Listed entries

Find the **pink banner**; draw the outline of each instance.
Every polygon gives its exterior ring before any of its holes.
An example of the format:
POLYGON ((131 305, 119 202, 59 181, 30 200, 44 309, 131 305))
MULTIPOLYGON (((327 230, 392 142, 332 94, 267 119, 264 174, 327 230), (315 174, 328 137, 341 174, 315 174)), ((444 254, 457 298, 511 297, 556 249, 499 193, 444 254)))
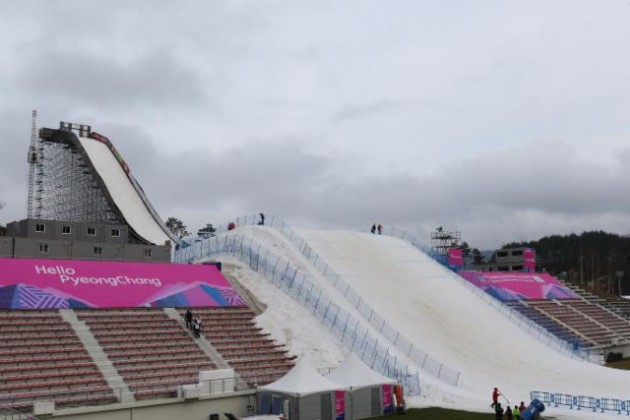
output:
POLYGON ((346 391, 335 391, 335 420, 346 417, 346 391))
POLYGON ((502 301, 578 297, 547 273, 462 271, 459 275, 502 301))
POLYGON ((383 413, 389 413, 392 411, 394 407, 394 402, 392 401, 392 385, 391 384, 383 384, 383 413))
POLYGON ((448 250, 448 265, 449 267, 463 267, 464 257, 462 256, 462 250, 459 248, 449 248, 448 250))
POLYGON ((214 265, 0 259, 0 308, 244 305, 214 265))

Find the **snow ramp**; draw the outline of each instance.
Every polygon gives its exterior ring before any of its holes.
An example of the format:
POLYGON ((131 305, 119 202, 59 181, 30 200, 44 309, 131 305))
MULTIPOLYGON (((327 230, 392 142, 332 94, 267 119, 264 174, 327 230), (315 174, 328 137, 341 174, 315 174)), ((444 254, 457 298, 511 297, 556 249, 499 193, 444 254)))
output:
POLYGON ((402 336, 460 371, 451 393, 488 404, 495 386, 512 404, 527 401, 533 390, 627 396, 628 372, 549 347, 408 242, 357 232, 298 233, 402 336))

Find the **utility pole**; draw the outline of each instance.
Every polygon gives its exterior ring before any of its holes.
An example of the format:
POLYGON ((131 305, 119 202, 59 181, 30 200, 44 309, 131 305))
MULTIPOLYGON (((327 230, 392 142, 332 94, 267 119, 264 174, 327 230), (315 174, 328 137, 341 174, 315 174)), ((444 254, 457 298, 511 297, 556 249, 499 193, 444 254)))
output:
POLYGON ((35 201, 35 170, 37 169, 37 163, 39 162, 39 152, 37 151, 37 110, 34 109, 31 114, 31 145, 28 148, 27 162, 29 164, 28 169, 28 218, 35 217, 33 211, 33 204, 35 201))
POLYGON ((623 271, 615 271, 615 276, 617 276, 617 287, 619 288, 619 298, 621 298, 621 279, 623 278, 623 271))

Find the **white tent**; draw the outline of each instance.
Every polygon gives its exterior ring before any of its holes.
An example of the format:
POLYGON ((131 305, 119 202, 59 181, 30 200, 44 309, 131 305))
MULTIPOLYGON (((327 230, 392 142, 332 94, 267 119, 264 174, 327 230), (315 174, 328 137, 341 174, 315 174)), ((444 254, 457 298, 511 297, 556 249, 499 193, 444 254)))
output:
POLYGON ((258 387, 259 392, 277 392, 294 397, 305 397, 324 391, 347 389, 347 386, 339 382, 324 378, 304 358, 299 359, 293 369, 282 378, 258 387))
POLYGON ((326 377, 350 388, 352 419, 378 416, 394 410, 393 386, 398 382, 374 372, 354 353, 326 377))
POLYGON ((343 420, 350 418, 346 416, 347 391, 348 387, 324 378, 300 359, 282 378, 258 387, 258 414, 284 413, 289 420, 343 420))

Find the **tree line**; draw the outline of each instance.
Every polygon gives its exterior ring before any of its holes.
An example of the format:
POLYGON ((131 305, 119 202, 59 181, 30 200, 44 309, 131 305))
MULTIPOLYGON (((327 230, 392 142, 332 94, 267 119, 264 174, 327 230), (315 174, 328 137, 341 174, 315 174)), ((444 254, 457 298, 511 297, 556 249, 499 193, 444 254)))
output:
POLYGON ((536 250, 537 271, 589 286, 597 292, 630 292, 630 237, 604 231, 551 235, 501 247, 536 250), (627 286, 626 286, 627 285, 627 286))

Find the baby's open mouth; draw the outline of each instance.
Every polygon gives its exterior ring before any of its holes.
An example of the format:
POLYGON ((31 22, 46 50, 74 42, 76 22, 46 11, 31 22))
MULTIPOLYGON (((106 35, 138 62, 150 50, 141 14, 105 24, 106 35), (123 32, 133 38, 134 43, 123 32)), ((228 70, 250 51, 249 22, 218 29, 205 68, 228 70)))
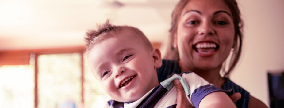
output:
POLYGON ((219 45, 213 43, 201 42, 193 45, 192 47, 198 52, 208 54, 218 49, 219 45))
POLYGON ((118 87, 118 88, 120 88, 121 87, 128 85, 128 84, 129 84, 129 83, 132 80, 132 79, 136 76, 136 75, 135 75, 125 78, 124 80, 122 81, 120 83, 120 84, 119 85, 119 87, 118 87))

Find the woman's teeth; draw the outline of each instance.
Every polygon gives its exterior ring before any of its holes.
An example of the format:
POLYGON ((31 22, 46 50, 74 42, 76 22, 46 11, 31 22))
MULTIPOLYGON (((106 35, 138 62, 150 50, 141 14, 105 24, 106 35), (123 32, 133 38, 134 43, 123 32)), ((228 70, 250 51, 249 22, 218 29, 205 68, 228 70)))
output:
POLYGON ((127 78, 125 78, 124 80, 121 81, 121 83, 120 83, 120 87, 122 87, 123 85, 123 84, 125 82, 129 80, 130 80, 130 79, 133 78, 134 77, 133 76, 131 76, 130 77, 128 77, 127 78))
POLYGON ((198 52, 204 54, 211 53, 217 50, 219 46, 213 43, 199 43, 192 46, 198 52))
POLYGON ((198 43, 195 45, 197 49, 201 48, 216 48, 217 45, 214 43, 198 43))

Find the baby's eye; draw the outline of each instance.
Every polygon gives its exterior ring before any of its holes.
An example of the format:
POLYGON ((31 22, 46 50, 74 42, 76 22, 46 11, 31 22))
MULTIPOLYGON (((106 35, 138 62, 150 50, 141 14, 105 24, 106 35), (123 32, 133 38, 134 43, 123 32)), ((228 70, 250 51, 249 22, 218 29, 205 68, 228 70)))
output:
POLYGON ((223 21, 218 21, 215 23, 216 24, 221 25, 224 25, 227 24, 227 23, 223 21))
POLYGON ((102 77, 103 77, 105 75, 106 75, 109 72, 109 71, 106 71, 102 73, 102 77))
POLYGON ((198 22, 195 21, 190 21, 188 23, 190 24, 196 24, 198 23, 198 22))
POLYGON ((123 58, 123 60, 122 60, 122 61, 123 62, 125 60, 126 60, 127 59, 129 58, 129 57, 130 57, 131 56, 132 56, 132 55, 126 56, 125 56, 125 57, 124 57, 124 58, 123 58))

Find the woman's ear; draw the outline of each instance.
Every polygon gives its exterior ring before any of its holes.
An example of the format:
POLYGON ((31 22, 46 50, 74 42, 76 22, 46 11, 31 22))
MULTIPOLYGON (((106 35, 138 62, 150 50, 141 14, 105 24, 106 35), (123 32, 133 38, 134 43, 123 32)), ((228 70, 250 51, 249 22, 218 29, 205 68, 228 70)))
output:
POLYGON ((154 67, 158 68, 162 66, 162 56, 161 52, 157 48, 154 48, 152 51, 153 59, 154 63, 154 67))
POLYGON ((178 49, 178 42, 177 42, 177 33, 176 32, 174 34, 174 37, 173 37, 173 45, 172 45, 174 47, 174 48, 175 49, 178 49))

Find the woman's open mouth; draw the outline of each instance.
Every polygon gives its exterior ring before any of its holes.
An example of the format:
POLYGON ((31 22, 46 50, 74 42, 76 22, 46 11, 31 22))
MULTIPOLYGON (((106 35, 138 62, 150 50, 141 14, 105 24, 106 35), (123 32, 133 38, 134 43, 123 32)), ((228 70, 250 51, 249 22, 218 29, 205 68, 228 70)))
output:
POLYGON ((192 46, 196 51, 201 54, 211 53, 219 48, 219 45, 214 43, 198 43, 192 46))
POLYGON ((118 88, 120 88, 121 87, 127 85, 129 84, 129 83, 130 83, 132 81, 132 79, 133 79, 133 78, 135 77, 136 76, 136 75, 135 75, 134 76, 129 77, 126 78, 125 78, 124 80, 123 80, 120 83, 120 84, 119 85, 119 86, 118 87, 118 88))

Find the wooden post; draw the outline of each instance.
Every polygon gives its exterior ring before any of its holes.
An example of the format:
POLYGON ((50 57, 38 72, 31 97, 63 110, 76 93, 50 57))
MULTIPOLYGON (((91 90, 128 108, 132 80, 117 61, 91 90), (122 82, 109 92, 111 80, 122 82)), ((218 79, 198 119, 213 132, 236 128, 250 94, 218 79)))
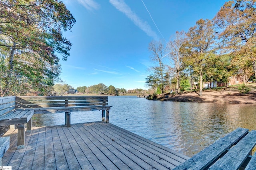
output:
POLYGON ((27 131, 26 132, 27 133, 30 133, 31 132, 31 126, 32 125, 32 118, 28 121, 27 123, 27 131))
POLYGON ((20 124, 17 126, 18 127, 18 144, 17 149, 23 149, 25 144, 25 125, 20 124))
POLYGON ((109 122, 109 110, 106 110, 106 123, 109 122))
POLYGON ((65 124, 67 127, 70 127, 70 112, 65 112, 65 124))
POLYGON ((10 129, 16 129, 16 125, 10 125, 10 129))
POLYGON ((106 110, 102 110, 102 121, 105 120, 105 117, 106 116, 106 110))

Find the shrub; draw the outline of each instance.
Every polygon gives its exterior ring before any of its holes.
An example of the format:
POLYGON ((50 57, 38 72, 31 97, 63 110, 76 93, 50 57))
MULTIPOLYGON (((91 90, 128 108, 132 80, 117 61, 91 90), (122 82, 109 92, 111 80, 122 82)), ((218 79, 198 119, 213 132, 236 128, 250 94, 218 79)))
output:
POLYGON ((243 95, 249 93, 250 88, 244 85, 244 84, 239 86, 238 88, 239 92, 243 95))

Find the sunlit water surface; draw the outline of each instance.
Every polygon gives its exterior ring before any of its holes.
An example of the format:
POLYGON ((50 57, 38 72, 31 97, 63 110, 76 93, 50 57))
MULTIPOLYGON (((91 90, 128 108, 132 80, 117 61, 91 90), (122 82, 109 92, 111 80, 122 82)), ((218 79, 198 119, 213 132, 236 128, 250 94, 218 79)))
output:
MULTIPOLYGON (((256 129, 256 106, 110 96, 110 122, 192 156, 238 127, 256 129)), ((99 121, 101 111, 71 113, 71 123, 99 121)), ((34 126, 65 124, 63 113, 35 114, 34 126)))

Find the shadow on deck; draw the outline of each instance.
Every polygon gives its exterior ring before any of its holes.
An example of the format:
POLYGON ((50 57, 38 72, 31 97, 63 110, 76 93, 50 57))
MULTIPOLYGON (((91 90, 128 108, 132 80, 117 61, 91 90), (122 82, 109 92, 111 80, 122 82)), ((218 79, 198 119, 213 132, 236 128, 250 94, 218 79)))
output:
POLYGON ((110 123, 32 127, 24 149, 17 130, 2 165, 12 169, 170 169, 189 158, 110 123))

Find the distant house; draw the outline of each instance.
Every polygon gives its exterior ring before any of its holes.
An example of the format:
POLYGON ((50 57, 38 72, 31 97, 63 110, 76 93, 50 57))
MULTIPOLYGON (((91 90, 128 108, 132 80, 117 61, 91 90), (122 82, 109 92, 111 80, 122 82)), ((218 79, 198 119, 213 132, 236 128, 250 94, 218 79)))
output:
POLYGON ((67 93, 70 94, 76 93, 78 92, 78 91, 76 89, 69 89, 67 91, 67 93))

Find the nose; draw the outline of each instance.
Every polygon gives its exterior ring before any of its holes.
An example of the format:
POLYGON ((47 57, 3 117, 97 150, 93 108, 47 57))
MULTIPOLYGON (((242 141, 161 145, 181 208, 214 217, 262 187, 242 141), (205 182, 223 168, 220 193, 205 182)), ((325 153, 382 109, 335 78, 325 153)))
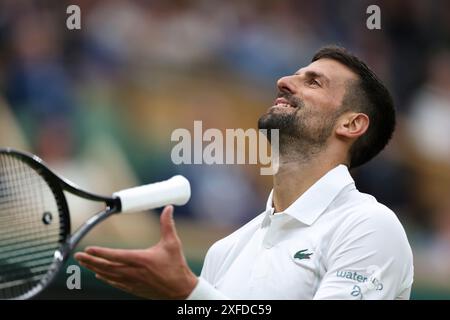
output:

Problem requirements
Reproduce verbatim the lines beginning with the one containing "Find the **snow" and continuing through the one containing "POLYGON ((402 336, 460", both included.

Correct answer
Find the **snow ramp**; draw the outline of each instance.
Every polygon gives its exterior ring before any of its holes.
An example of the format:
POLYGON ((131 305, 119 202, 59 181, 30 200, 44 309, 131 305))
MULTIPOLYGON (((327 230, 392 142, 332 94, 267 119, 264 174, 327 230), (315 174, 328 137, 341 174, 315 174)), ((444 254, 457 298, 511 297, 556 249, 499 193, 444 254)))
output:
POLYGON ((402 336, 460 371, 451 393, 488 404, 495 386, 512 404, 527 401, 533 390, 627 396, 628 372, 549 347, 408 242, 357 232, 298 233, 402 336))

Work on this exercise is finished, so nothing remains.